§ Text excerpt:
════════

Information on the Variant Browser
There will eventually be four different variant types in the variant browser: SNPs, insertions and deletions (indels), copy number variants (CNVs), and inversions. At present it is only possible to search for SNPs and indels (EGW, August 2009).
- Searching for SNPs of the Function type "Mis/non-sense" does not work (try Tpmt)
- It is not yet possible to only show that SNPs that differ among the selected subset of strains
- Information on the strand used to call the SNP is ambiguous
- Function text reads either "synonymous" or "Silent". All should read synonymous
- Selecting InDel should reset Function settings
You can browse SNPs either by submitting a gene symbol or SNP Id (with higher priority) or by defining a viewing range (currently a maximum of 5000 SNPs or 50Mb).
Genotypes are from Celera Genomics, the Perlegen/NIEHS resequencing project, the Wellcome-CTC SNP Project, dbSNP, the Center for INtegratie and Translational Genomics (CITG) at the University of Tennessee Health Science Center, and the MPD.
In brief, the column headers are as follows:
[Blank]: Incremental, temporary ID of the SNPs found in the search.
ID: Either the official NCBI reference SNP (rs) number or the identifier given by the institution where the SNP was found. A large number of SNPs have multiple local IDs (and thus duplicate records). mCV records are from Celera, NES numbers are from Perlegen, and MRS numbers are from UTHSC (Memphis reference SNP). The MRS SNPS are a high quality subset of about 2.8 million SNPs generated by sequencing DBA/2J using SOLiD short sequence reads (about 25 x shotgun) performed by Williams and colleagues. These MRS SNPs were generated by Dr. Xusheng Wang and entered into the Variant Browser by Evan Williams (August 2009). The IDs are linked to small tables that will bring up additional information.

════════

§ Material provided:
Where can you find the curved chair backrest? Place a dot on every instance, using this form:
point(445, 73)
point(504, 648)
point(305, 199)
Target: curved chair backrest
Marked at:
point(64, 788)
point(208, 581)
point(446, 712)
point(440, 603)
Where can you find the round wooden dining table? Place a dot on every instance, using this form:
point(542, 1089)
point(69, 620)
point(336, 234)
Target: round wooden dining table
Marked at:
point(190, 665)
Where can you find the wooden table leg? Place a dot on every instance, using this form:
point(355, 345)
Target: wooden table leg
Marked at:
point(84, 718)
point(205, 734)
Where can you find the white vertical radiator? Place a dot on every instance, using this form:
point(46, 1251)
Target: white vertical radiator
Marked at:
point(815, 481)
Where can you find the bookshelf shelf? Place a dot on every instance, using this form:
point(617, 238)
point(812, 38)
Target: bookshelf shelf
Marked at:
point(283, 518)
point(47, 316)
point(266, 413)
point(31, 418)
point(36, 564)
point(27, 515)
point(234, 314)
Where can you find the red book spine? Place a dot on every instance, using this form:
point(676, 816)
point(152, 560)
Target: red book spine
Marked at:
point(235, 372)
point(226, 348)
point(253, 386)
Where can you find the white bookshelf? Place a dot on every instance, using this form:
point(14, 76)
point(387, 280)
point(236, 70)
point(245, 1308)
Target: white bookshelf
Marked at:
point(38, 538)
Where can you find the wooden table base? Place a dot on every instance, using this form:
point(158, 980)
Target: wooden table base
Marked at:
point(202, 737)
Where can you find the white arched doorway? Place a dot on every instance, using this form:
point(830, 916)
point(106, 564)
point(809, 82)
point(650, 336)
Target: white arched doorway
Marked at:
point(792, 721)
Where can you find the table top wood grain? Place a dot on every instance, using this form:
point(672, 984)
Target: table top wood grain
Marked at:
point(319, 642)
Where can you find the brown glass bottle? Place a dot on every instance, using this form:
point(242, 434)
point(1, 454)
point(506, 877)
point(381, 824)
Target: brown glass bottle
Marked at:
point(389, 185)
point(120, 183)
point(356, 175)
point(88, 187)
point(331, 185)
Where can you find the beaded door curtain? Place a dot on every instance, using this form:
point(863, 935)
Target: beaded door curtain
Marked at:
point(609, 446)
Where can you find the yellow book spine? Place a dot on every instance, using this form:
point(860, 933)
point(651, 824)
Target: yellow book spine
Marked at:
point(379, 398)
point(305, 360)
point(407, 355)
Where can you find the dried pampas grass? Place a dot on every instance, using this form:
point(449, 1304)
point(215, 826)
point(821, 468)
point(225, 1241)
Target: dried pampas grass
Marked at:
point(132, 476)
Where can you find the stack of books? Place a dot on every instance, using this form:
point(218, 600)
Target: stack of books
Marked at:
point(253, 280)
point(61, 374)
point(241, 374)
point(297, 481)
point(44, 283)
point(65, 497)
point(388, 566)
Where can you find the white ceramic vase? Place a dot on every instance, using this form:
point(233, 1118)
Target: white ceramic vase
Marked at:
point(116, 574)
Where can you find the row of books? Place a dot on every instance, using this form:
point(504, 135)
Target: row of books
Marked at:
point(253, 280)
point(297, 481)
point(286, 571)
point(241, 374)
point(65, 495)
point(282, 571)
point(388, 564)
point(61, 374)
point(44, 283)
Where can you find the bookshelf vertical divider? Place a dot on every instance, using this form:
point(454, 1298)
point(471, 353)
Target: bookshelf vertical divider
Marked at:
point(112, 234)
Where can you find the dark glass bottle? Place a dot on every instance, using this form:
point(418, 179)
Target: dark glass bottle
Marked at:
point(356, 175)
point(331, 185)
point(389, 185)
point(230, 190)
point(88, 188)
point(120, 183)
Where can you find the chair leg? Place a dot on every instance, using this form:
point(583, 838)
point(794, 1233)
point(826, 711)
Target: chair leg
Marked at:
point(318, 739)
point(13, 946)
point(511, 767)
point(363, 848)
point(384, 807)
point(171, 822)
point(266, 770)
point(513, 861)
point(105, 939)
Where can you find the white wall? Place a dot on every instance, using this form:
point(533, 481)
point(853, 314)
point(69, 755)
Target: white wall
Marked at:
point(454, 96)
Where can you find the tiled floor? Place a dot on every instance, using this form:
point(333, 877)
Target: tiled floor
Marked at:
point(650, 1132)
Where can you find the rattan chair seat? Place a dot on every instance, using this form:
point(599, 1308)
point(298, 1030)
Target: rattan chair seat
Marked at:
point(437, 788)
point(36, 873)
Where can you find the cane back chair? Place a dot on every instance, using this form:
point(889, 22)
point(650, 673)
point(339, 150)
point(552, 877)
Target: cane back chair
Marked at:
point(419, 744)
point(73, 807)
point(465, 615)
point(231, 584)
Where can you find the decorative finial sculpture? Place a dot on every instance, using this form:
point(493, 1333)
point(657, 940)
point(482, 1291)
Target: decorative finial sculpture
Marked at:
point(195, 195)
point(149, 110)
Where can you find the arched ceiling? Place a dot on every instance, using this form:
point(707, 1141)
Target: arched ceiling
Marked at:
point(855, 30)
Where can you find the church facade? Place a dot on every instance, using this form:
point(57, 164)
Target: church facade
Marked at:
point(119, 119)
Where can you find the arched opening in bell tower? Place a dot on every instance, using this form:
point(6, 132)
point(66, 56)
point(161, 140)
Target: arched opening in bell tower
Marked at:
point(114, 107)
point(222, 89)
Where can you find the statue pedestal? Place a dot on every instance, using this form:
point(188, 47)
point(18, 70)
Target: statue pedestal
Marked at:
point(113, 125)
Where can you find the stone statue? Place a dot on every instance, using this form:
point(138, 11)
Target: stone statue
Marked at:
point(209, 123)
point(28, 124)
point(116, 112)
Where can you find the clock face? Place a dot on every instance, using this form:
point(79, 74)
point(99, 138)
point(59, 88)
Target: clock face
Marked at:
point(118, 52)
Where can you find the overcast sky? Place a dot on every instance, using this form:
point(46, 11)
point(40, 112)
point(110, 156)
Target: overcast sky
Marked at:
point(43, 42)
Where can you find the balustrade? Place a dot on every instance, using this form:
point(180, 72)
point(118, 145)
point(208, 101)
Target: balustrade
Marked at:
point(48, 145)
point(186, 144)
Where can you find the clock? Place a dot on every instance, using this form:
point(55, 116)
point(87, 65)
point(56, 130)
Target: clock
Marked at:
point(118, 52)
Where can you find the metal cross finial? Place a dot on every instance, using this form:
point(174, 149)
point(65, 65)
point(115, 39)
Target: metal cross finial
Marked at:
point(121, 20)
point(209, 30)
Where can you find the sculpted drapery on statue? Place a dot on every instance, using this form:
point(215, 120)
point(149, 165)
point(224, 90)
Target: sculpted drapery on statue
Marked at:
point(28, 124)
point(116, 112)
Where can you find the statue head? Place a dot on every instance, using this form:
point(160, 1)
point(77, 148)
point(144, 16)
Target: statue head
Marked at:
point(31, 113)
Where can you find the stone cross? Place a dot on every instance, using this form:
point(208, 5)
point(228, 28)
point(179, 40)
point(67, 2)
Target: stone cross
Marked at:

════════

§ Parts of the exercise:
[1] List the variant types that the Variant Browser page says the browser will eventually include.
[2] From the Variant Browser page, quote the stretch from "- Searching for" through "SNPs or 50Mb).".
The data come from a different source than the Variant Browser page.

§ Responses in order:
[1] SNPs; insertions and deletions (indels); copy number variants (CNVs); inversions

[2]
- Searching for SNPs of the Function type "Mis/non-sense" does not work (try Tpmt)
- It is not yet possible to only show that SNPs that differ among the selected subset of strains
- Information on the strand used to call the SNP is ambiguous
- Function text reads either "synonymous" or "Silent". All should read synonymous
- Selecting InDel should reset Function settings
You can browse SNPs either by submitting a gene symbol or SNP Id (with higher priority) or by defining a viewing range (currently a maximum of 5000 SNPs or 50Mb).